▶ Work to be completed
Pick out each line in the records below that contains the word "ceiling" and copy those lines.

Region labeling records
┄┄┄┄┄┄

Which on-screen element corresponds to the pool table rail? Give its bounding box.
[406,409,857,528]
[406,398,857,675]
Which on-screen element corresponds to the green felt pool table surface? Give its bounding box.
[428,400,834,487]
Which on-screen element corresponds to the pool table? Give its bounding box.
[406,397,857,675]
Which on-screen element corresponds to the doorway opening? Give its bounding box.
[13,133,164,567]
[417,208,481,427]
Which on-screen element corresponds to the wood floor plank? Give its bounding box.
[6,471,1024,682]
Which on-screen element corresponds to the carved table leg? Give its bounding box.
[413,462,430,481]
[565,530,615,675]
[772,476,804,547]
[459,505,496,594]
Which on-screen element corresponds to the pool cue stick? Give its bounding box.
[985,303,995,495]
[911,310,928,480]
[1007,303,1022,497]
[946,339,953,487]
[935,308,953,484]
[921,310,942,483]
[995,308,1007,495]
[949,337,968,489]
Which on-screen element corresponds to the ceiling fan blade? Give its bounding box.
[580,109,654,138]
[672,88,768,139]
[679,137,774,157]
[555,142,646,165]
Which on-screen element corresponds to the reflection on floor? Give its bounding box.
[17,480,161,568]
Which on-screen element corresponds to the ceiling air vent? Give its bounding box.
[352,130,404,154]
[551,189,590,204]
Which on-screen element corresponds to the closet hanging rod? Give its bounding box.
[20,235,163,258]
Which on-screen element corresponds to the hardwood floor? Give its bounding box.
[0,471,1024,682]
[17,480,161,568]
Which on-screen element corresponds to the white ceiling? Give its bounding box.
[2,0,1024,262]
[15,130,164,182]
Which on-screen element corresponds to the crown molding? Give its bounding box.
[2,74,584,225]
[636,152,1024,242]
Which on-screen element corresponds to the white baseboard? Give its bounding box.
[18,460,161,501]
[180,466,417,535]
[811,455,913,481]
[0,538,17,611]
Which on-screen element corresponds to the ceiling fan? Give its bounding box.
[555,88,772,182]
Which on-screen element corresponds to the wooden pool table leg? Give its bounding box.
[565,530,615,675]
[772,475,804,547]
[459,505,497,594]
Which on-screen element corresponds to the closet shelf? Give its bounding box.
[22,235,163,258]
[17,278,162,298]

┄┄┄┄┄┄

▶ Solution to this problem
Which on-screen element corresponds to the ceiling fan blade? Give its bounding box.
Which on-screen element corresponds to the ceiling air vent? Give its bounding box.
Which on-screen element corresponds to the white ceiling? Give its bounding box.
Which on-screen element corresponds to the ceiling fan? Give its bounding box.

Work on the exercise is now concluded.